Extracted data entries:

######

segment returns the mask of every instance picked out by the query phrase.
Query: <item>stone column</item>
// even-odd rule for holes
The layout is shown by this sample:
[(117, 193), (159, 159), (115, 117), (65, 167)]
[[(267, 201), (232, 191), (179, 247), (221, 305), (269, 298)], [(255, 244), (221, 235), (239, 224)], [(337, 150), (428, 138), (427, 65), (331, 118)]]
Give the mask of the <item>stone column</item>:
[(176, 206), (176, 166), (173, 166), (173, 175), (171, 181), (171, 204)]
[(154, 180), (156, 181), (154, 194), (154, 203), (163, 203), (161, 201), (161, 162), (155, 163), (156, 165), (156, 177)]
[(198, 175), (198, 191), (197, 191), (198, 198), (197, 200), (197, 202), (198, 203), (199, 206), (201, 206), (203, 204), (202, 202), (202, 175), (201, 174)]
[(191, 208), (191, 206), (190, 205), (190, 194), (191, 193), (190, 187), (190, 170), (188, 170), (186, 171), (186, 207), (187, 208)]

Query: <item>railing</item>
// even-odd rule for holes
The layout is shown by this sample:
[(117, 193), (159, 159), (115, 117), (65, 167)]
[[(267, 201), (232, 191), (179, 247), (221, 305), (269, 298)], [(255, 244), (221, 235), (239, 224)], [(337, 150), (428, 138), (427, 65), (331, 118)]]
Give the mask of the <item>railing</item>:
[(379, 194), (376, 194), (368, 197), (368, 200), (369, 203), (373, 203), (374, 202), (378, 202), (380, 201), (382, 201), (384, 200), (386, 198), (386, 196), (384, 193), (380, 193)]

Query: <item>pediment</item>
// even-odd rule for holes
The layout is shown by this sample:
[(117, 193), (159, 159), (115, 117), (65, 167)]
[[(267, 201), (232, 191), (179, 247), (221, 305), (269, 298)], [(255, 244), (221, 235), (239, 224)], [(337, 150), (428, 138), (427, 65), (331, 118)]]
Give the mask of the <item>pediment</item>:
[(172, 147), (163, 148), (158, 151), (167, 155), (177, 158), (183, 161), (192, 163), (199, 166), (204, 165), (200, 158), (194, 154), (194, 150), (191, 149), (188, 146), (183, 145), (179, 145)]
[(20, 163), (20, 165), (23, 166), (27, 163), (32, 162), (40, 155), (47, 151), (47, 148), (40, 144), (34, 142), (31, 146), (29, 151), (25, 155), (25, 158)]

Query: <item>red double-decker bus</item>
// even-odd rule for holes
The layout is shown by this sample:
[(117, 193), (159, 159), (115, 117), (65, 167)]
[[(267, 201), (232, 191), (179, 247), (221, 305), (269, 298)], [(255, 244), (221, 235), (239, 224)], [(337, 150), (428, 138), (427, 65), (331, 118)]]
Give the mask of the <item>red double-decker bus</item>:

######

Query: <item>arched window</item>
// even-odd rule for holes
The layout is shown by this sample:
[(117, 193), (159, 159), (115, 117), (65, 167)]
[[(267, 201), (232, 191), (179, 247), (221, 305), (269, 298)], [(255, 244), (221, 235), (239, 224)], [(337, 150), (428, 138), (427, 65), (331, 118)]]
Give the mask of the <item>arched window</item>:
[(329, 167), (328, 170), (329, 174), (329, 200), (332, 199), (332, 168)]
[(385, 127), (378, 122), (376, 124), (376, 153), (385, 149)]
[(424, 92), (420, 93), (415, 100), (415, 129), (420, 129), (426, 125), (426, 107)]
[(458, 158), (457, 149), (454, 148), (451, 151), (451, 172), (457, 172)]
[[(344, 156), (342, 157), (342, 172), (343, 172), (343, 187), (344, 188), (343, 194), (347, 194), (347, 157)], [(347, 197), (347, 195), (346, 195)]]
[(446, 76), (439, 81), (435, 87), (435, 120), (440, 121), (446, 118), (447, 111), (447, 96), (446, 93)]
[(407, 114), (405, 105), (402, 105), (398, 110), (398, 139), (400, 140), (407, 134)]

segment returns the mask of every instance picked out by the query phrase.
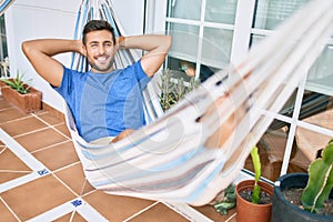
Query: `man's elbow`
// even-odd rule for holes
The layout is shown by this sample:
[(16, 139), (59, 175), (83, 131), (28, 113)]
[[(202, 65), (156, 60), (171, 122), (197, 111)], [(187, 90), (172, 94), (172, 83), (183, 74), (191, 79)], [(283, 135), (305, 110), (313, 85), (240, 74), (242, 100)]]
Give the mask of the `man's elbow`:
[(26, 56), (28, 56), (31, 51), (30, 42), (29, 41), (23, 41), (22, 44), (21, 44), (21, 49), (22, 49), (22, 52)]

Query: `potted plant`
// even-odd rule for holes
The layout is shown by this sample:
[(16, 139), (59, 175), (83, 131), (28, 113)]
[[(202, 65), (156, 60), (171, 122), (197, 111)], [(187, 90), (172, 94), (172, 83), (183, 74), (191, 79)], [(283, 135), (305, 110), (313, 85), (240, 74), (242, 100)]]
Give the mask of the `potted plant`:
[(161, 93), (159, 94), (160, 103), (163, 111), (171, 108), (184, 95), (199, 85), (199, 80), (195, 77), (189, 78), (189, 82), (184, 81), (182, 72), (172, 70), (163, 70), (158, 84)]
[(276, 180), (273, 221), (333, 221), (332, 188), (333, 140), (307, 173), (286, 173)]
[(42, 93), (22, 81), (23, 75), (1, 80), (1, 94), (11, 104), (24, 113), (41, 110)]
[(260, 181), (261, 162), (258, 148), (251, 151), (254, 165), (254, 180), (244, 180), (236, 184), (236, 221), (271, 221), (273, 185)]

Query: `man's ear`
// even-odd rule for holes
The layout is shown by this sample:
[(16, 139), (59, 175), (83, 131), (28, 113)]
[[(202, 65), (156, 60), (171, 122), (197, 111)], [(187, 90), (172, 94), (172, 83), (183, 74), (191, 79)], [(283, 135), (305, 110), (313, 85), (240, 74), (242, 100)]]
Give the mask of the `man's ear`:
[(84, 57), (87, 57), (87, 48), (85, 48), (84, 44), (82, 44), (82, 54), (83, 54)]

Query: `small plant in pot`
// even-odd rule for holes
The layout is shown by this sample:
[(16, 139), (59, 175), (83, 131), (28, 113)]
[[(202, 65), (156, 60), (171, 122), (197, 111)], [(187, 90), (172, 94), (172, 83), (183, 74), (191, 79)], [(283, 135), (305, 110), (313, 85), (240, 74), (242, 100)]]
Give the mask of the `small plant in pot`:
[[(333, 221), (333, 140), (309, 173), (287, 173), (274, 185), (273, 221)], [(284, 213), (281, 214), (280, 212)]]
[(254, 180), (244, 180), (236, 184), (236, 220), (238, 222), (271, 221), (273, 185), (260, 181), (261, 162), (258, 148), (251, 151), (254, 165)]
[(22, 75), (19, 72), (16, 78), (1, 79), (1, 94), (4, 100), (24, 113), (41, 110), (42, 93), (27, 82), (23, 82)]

######

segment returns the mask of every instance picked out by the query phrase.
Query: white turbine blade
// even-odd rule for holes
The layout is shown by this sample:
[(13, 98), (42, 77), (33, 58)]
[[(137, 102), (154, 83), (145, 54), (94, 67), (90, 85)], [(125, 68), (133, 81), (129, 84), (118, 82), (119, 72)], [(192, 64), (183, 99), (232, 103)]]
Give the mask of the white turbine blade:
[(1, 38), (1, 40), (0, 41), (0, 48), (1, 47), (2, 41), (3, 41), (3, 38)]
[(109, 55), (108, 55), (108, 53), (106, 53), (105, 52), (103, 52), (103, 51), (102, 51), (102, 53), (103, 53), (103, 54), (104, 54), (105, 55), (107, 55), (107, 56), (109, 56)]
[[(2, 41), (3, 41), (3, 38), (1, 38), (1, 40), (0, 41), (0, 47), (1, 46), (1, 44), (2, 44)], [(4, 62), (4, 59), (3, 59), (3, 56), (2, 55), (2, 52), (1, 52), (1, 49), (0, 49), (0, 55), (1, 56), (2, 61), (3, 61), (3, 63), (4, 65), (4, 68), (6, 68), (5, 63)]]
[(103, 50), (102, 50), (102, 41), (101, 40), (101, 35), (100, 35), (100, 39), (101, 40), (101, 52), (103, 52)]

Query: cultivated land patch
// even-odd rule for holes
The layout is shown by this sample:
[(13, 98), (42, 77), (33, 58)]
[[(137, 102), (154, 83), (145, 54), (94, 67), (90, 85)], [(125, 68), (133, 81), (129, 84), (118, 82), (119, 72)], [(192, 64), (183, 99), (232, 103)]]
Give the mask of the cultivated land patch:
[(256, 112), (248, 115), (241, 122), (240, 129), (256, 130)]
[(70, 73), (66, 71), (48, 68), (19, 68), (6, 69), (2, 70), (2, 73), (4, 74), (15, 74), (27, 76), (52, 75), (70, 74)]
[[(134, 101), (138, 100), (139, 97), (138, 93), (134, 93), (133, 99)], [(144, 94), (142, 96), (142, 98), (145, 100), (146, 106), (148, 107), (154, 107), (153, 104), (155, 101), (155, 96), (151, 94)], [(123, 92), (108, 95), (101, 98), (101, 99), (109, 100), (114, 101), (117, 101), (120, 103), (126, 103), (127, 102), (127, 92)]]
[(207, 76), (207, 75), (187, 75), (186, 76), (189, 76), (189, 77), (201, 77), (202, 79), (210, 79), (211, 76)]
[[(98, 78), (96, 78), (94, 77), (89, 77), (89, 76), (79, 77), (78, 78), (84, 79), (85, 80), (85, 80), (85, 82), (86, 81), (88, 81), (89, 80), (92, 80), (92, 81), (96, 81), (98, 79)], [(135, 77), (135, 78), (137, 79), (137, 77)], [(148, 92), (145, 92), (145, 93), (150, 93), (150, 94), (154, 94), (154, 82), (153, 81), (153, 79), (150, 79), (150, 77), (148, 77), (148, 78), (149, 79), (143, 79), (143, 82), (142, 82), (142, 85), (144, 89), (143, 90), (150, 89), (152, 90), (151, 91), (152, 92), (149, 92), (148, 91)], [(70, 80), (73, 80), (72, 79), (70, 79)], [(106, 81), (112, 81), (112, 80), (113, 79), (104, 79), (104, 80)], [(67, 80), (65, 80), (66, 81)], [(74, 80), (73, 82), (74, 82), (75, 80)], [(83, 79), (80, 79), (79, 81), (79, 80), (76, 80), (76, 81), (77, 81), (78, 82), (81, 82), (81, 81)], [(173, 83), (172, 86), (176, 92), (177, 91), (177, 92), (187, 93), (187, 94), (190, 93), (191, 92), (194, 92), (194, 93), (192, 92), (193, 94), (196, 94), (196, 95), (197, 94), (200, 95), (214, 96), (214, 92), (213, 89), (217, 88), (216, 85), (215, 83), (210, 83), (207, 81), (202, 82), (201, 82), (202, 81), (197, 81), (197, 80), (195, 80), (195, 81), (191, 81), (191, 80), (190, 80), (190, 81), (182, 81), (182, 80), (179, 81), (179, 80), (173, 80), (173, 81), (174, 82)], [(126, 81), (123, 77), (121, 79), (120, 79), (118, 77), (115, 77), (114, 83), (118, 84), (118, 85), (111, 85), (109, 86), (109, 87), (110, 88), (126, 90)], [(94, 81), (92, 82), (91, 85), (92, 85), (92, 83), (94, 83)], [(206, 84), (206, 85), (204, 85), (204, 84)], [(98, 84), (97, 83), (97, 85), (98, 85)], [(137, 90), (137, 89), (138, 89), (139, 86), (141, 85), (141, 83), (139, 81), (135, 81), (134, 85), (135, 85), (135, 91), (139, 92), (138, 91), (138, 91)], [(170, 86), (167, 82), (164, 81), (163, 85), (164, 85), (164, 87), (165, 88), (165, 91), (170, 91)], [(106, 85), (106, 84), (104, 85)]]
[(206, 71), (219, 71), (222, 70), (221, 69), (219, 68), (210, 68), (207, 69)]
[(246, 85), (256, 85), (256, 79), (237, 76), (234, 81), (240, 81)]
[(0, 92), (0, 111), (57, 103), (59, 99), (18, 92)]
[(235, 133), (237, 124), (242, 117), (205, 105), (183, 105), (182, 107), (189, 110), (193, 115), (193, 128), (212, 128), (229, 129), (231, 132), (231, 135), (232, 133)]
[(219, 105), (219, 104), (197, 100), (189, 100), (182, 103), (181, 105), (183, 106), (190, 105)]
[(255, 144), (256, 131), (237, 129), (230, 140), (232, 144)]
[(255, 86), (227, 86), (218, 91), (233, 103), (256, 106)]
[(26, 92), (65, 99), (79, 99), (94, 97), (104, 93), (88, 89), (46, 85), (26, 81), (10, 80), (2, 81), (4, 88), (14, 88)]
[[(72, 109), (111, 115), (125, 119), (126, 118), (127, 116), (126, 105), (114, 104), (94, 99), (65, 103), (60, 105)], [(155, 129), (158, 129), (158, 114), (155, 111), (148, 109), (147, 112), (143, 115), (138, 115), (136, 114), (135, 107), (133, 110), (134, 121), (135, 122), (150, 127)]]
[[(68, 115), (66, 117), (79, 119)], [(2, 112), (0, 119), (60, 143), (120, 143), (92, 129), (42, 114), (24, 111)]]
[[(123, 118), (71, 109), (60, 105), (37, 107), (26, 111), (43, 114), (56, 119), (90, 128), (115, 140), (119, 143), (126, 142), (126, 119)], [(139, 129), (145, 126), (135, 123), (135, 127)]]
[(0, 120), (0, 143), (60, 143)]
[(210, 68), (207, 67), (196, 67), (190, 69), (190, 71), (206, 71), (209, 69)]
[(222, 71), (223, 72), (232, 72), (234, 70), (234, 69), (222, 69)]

######

• [Job]: Locate each line in the extracted data entries that contains the word "potted", and copy those lines.

• [Response]:
Query: `potted plant`
Give the mask of the `potted plant`:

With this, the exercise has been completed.